> [Task instructions]
In the records below, copy word for word the lines beginning with the line containing "Q: Find one point on every instance of the green bush" and ending with the line containing "(1114, 691)", including both.

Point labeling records
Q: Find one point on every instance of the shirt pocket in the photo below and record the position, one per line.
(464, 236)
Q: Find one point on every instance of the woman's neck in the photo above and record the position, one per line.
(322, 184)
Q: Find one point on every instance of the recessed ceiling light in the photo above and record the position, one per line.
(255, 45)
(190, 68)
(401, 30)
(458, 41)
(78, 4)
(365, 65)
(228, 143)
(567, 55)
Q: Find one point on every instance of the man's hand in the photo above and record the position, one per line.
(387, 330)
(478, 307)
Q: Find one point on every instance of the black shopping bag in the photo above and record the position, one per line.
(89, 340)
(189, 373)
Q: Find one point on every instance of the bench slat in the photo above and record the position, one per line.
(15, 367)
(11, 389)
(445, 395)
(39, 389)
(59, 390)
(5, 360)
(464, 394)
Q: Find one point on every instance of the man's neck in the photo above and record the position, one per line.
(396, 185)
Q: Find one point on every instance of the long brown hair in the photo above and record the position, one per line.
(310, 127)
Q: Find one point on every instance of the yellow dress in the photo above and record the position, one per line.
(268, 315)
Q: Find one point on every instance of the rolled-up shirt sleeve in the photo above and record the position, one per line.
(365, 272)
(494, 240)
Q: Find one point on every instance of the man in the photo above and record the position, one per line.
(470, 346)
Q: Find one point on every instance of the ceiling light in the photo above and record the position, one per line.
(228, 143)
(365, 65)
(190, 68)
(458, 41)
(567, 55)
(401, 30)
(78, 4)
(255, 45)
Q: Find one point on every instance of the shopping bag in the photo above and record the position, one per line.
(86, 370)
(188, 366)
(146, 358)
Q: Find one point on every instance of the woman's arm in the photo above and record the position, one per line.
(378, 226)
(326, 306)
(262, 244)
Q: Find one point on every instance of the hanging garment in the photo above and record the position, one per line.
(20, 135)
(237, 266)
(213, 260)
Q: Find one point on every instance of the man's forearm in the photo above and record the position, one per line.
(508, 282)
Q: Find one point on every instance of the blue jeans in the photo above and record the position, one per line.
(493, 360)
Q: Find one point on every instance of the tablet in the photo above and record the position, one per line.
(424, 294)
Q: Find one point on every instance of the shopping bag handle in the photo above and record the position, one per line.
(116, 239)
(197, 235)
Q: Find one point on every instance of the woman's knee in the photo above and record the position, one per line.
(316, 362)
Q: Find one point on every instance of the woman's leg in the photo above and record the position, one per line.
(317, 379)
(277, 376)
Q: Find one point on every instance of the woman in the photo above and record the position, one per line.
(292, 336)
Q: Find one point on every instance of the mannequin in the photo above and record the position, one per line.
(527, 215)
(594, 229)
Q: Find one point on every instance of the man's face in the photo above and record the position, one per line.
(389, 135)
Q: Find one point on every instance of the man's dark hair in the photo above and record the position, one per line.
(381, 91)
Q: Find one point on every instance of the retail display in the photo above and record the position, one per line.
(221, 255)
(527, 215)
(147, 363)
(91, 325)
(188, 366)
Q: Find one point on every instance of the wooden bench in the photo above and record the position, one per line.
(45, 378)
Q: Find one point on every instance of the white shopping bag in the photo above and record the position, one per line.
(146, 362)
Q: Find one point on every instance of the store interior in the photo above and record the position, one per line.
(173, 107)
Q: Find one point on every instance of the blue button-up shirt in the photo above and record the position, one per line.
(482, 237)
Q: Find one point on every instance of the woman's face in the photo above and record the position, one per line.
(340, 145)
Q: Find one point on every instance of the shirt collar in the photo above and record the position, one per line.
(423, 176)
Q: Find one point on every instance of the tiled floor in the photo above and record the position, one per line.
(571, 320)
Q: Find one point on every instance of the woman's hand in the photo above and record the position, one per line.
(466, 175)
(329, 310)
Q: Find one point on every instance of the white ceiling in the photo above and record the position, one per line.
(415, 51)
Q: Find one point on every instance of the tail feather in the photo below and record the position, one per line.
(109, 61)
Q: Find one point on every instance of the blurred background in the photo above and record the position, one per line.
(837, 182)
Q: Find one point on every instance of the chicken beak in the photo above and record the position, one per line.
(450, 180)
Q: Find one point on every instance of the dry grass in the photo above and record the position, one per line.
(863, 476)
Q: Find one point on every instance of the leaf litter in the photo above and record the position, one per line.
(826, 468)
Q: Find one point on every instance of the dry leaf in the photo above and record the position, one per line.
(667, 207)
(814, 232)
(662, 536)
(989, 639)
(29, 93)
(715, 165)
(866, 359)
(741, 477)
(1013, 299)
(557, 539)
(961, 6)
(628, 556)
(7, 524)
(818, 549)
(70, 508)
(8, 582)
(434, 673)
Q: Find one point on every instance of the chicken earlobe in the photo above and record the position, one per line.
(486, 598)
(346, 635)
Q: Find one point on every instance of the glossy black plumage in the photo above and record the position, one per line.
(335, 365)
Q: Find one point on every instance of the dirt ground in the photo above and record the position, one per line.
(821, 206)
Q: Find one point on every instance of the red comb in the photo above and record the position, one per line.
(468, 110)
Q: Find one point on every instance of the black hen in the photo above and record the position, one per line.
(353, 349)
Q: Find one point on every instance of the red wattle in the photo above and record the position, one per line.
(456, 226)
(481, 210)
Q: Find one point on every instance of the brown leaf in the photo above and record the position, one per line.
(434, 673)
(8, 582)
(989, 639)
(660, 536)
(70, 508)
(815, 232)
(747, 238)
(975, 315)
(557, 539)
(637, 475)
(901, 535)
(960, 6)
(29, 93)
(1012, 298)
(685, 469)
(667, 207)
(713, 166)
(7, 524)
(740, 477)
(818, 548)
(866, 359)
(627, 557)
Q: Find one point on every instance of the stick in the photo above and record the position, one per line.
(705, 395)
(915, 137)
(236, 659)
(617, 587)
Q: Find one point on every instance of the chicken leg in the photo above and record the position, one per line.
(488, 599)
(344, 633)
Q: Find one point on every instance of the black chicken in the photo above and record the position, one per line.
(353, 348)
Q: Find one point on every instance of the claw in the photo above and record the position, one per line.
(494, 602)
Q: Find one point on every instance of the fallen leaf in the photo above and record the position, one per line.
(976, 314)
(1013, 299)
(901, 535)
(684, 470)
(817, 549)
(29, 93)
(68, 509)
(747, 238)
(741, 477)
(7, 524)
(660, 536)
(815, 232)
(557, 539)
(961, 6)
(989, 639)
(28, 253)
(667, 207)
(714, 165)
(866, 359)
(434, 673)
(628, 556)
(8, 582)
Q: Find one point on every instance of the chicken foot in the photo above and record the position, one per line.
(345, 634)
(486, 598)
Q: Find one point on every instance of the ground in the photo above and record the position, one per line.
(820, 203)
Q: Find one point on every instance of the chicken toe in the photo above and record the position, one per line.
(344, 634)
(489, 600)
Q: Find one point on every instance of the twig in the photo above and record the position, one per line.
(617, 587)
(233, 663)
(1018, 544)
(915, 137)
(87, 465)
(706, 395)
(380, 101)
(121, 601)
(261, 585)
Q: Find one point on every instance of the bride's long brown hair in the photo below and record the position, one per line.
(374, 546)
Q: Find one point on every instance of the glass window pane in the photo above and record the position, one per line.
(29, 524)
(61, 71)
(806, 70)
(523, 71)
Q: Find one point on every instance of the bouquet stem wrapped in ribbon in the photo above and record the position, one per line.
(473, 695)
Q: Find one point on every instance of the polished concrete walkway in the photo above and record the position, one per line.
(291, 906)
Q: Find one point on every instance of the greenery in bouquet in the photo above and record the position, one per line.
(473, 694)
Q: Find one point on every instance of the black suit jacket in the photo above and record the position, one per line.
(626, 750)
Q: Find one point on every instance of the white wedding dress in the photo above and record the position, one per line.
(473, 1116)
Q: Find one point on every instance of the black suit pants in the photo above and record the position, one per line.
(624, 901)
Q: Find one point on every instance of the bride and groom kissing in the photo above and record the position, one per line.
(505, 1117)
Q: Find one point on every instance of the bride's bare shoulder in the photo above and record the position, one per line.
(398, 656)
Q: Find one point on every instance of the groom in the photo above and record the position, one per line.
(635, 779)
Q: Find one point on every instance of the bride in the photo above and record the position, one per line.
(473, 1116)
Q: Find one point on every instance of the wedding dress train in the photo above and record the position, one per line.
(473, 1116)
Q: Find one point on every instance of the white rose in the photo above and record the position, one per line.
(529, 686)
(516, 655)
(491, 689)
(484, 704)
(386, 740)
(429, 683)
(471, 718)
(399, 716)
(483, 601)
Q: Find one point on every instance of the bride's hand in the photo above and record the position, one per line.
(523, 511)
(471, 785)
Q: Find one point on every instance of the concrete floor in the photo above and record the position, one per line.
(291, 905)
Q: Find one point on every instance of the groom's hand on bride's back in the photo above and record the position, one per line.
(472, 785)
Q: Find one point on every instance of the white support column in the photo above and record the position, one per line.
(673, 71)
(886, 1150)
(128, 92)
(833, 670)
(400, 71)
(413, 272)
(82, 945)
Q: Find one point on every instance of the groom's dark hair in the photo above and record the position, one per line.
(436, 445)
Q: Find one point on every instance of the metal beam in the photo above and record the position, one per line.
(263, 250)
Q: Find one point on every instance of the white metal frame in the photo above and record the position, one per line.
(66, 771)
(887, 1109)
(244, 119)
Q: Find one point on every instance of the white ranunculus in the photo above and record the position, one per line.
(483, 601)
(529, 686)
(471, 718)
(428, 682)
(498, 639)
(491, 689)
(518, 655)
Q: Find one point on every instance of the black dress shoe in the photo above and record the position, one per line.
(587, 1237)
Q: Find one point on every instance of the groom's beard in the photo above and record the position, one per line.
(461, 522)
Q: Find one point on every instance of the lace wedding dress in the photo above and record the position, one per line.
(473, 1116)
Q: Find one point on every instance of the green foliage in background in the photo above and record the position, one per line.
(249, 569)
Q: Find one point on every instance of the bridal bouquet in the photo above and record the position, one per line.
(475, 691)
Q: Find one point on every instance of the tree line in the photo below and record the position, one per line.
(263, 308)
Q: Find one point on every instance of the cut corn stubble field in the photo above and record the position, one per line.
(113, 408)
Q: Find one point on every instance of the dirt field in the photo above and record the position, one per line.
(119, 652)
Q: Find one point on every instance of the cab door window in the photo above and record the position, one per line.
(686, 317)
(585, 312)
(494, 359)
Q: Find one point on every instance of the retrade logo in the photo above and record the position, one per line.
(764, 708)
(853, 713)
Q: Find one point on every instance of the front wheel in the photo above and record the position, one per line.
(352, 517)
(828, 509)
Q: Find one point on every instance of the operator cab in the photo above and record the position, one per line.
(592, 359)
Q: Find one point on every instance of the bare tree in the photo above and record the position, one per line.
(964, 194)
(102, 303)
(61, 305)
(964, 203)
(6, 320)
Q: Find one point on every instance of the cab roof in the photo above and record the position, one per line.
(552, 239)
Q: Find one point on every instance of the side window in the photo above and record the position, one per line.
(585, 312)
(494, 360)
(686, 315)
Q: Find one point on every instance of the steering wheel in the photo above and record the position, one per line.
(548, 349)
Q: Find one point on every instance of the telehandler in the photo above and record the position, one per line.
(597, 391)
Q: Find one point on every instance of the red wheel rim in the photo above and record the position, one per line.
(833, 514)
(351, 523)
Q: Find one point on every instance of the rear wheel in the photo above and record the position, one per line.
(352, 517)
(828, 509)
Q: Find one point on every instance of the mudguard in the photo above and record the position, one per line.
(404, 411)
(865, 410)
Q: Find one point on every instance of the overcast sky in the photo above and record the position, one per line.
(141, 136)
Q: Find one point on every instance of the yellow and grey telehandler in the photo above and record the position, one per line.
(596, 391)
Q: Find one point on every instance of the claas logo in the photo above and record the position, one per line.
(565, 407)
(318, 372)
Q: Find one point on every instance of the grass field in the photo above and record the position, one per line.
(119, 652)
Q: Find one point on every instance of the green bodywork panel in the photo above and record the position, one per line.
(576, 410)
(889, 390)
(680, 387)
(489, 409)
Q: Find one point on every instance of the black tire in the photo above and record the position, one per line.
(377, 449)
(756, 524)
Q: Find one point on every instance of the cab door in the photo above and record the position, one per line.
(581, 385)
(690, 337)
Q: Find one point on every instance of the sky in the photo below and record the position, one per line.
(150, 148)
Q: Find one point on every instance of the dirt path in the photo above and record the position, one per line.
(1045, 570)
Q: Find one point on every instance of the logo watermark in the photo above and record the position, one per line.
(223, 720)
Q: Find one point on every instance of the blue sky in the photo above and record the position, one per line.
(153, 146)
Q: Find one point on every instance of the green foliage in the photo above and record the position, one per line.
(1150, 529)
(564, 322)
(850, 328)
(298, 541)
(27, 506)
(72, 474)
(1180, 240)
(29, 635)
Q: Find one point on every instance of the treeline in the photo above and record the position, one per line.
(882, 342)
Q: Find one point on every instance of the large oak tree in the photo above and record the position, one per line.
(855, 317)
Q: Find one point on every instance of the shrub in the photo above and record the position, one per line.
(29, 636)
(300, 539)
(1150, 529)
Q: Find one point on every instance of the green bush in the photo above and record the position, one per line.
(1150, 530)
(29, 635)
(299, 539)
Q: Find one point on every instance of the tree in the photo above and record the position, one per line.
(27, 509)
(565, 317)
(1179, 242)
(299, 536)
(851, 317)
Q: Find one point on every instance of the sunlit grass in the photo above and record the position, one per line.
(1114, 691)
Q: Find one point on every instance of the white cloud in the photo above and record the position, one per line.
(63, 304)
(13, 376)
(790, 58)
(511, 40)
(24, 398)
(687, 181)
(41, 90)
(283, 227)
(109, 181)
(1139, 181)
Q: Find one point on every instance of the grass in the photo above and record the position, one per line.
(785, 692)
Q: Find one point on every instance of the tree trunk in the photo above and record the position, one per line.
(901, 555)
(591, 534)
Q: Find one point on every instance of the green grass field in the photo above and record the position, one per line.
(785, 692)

> [Task output]
Q: Find one point on every instance of the green bush in the photo above and record the position, one per line.
(1150, 530)
(29, 635)
(299, 539)
Q: Find one point on every instance of the tree in the photo above and record the position, one per line.
(27, 509)
(565, 317)
(1179, 242)
(299, 536)
(851, 317)
Q: Find one point on every instance of the sunlit grass in the photo above and record the position, one per line.
(1114, 691)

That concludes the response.